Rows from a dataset
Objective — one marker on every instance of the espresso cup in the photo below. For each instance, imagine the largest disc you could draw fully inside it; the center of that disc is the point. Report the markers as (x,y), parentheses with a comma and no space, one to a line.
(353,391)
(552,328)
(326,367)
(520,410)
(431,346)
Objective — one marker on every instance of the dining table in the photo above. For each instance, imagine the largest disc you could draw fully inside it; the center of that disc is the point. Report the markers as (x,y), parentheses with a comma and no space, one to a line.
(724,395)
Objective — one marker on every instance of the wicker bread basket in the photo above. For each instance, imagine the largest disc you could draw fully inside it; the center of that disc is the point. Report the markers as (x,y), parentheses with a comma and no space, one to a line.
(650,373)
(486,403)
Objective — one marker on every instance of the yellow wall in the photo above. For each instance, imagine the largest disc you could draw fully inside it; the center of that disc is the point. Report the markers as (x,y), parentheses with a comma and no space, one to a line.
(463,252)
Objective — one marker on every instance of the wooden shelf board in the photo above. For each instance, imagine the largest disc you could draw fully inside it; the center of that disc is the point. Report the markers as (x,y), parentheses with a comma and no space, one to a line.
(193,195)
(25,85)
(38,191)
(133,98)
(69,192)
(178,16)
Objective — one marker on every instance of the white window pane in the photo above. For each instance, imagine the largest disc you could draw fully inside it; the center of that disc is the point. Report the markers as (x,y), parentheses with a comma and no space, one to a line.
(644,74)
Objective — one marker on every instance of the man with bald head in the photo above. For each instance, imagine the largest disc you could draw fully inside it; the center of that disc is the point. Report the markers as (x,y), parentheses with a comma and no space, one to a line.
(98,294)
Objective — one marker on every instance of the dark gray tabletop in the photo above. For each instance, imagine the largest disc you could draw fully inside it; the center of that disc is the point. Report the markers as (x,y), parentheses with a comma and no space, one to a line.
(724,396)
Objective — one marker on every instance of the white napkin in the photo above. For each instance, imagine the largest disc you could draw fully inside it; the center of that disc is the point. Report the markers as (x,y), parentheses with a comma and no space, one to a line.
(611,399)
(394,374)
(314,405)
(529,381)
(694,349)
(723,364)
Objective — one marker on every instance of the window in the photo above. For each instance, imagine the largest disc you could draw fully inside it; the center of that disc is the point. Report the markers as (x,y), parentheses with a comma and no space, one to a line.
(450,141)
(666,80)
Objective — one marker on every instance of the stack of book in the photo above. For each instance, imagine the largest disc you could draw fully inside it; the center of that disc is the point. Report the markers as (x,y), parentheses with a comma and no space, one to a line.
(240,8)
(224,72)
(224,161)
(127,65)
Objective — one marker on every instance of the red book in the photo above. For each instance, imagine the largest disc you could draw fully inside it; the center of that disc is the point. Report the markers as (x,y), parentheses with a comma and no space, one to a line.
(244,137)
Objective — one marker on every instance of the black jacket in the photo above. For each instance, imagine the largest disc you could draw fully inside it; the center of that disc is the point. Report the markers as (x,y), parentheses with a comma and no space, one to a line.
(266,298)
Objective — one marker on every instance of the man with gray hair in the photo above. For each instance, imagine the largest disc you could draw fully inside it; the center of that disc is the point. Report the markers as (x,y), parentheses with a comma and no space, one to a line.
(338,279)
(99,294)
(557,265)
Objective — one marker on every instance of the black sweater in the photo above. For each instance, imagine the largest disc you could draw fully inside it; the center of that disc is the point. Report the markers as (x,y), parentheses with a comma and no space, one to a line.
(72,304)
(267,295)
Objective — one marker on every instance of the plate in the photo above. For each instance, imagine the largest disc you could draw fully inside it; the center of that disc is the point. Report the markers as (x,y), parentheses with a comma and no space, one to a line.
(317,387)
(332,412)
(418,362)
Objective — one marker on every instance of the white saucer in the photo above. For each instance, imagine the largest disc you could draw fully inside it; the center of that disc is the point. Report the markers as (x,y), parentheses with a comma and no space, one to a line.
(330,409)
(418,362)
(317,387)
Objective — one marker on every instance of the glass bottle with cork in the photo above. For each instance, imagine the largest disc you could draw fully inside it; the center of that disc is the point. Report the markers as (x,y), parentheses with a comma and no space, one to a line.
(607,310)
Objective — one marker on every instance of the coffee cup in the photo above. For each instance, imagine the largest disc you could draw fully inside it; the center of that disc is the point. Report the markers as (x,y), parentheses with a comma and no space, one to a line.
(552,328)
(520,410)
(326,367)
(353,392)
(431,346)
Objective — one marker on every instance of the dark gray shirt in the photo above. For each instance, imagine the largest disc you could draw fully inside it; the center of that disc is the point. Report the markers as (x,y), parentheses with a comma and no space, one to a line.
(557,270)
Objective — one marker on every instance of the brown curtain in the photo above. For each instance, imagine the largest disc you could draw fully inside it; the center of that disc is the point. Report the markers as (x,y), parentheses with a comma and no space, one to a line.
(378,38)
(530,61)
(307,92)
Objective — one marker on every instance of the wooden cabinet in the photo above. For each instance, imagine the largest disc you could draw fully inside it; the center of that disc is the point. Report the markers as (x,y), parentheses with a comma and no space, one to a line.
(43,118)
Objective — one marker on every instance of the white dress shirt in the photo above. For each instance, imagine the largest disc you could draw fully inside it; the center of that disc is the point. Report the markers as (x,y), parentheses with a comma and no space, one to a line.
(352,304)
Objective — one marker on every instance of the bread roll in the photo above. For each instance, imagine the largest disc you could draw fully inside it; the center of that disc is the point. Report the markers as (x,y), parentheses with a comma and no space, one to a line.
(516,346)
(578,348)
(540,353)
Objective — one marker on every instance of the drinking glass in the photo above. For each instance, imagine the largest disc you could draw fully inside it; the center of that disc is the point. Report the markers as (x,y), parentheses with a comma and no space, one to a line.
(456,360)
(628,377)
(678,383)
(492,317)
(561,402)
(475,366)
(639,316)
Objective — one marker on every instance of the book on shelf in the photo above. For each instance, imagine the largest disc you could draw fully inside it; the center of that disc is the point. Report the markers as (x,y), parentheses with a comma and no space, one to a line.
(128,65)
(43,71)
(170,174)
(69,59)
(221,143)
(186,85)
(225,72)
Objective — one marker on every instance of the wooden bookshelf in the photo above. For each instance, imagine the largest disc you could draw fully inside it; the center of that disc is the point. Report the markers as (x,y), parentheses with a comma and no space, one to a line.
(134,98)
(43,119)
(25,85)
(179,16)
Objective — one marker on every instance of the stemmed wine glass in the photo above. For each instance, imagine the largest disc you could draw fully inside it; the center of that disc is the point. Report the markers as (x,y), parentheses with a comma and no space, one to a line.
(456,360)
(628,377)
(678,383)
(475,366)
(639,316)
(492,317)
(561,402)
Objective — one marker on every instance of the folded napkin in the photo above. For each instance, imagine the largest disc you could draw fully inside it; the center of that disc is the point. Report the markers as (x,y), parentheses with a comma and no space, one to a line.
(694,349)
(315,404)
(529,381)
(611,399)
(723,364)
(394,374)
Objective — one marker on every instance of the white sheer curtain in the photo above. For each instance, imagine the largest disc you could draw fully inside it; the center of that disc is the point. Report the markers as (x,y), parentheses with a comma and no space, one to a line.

## Work instructions
Each line of the listing should be echoed back exactly.

## Output for this exercise
Objective — one marker on every instance of the espresso cup in the photo below. For each instance, imagine the largest disc you could draw fully inside it; the center of that disc is the point. Report the markers as (x,y), parentheses with a comma and no space, one to a line.
(353,391)
(552,328)
(326,367)
(520,410)
(431,346)
Objective — one marker on every instance of the dining table in the photo above. For each instance, imagine the largest disc you could draw fully inside it; the center of that disc is the point. Report the markers as (x,y), parentheses with a comma and no space, one to a line.
(724,395)
Objective — one marker on every instance of the wicker bread basket in the photo above. For each instance, imagine the largest disc you could draw fully inside it; the center of that disc is the point. Report the markers as (x,y), parentheses with a comma and no space, one to a line.
(650,373)
(486,403)
Objective — one marker on every instance of the yellow wall in the photo above. For each instance, imagine the largest disc you could draw fully inside it; the center of that disc is the point. Report the markers as (x,y), parentheses with a comma and no space, one to a line.
(463,252)
Objective — one marker on every instance of the wooden shelf board in the photo above. For each instance, imagine the largest disc you could draw fully inside it; the center of that disc is the point. Report the markers as (x,y), parentheses with a comma and no space, one to a line.
(193,195)
(25,85)
(38,191)
(133,98)
(69,192)
(178,16)
Objective — one marker on every instance of the white window pane in the photo above. For each instance, imagine the largest disc you could draw fully inside it; the center of that disc is the point. Report the markers as (x,y), parentheses with a comma and no space, one to a line.
(644,74)
Objective — one marker on every instance of the man with bald head in the photo above. For each instance, imagine the largest disc you could draw fully inside it; the center of that disc is the point. Report the markers as (x,y), parentheses with a comma and no space, one to a line.
(98,294)
Objective — one marker on every instance of the dark gray tabletop in the photo above. For each instance, imagine the largest disc you could draw fully inside it; the center of that disc is the point. Report the markers as (x,y), parentheses with a comma and no space, one to a line.
(724,396)
Objective — one marker on every instance of the white napkin in the photo above. For each instance, imagine the largest disc you could draw fully inside it; the center of that disc is the point. Report the markers as (x,y), parentheses with a comma and no space, one to a line.
(611,399)
(394,374)
(314,405)
(529,381)
(694,349)
(723,364)
Objective — one marker on every instance of the window in the photo above. For each instance, imagine the largest disc you could draw fully inside it; the center of that disc is the point. Report the markers as (x,y), parentheses with a comma and no space, one to a line.
(450,141)
(666,80)
Objective — one marker on every instance of the stack of book in the photo above. For each instance, imagine the largest disc you could draw fully inside it; the center of that disc is the point. Report the markers as (x,y), parentheses with a comma and no space, one to a line.
(240,8)
(224,72)
(224,161)
(127,65)
Objective — one marker on every instance of the red book in the photo above. For each instance, imagine the largest disc you could draw fully inside it; the center of that disc is the point. Report the markers as (x,y), parentheses with a comma and no space, one to a line.
(244,137)
Objective — one marker on every instance of the black jacket in the photo above. For each instance, imagine the largest disc you could draw fully inside it; the center of that disc is the point. Report the markers as (x,y), parentheses with a comma and no space, one to a line.
(266,298)
Objective — one marker on every instance of the man with gray hair in the photo above. For each instance, imagine the largest disc you could draw fully inside it; the center of that disc is the point. Report the markers as (x,y), parentheses with a comma and no space, one to a line.
(338,279)
(99,294)
(557,265)
Objective — one marker on every instance of the black sweater in the photo above. For each instance, imagine the largest disc you could draw fully inside it; the center of that disc is the point. Report the markers as (x,y), parentheses with a comma and no space, one to a line.
(72,304)
(267,295)
Objective — one marker on every instance of the plate in the photo above. For each instance, imagine the largest disc you could draw fully inside it; the center of that disc is the point. Report the markers as (x,y), parentheses with a comma and no space, one to a line.
(317,387)
(332,412)
(418,362)
Objective — one marker on every instance of the white saucer in the photo above. For each instance, imagine the largest disc you could draw fully inside it; the center of that disc is the point. Report the markers as (x,y), parentheses with a comma and no space, one to a line.
(330,409)
(418,362)
(317,387)
Objective — one marker on every instance of the glass bottle with cork in the photo above. For each instance, imagine the largest disc you could draw fully inside it; the center of that disc is the point. Report the markers as (x,y), parentheses with a comma and no space, one to a line.
(607,310)
Objective — one marker on every instance of the coffee cup in the photo above. For each instance, imagine the largest disc you could draw fully inside it; the center of that disc is the point. Report the markers as (x,y), parentheses with a comma and no space, one to a line.
(552,328)
(520,410)
(326,367)
(353,392)
(431,346)
Objective — one marker on every instance of the dark gray shirt in the photo above. For each instance, imagine the largest disc you could draw fully inside it; the center of that disc is the point. Report the markers as (x,y), parentheses with a comma and no space, one to a line.
(557,270)
Objective — one marker on every instance of the brown curtain in the photo above. For each instance, imagine the largest disc you could draw fully inside it; the center of that disc is the point. Report the markers as (x,y), parentheses with a comma and no space, one to a line.
(378,38)
(530,61)
(307,92)
Objective — one marker on every instance of the wooden cabinet in the photo above. For each instance, imagine the largest disc you could draw fully inside it; the center of that disc is the point. Report the markers as (x,y), parentheses with a comma and no space, one to a line.
(43,118)
Objective — one marker on every instance of the white dress shirt in the photo above. For each instance, imagine the largest disc you could draw fully inside it; the center of that disc is the point. Report the markers as (x,y), parentheses with a comma and no space, one to a line.
(352,304)
Objective — one marker on every instance of the bread roll in the photo above. For each instance, imagine the largest disc you could draw fully inside it; the center of that disc is the point. Report the markers as (x,y), parentheses with a comma and no space, one to a line.
(516,346)
(578,348)
(540,353)
Objective — one marker on every instance of the drinking glass in the photo above. For each instance, imagine the largest disc you could draw fully inside it; the center of that disc is the point. Report the markers as (x,y), parentheses with a comma and no space, one to a line.
(456,360)
(628,377)
(678,383)
(492,317)
(561,402)
(475,366)
(639,316)
Objective — one marker on every instance of the book on shelf in the photo above. For each instance, imagine the largest disc you could draw fully inside it; the center of that disc is the point. Report the markers as (x,y), parentheses with a comma and no space, one to a line.
(128,65)
(43,71)
(170,174)
(69,59)
(221,143)
(186,85)
(225,72)
Objective — one marker on every instance of the wooden bookshelf in the photo above. For each instance, imagine the largest disc you could draw fully inside it; the center of that disc is the point. Report the markers as (x,y), parentheses with a comma and no space, one to a line.
(134,98)
(43,119)
(25,85)
(179,16)
Objective — one marker on every instance of the stemmed wine glass in the photo above. For each instance, imagine the largest disc you could draw fully inside it; the center of that disc is the point. Report the markers as (x,y), parentheses with a comma and no space, one to a line.
(456,360)
(628,377)
(678,383)
(475,366)
(639,316)
(492,317)
(561,402)
Objective — one marker on every instance of the folded napkin in the photo above. For each instance, imagine the largest disc you could draw fully inside it; the center of that disc is the point. Report the markers as (x,y), parentheses with a comma and no space, one to a line.
(694,349)
(315,404)
(529,381)
(611,399)
(723,364)
(394,374)
Objective — one marker on every instance of the white sheer curtain in the photo above. For each instance, imagine the largest disc you could draw fully inside it; the center of that disc is the point. Report the markers as (x,y), parentheses with a comma and no space, one to a line.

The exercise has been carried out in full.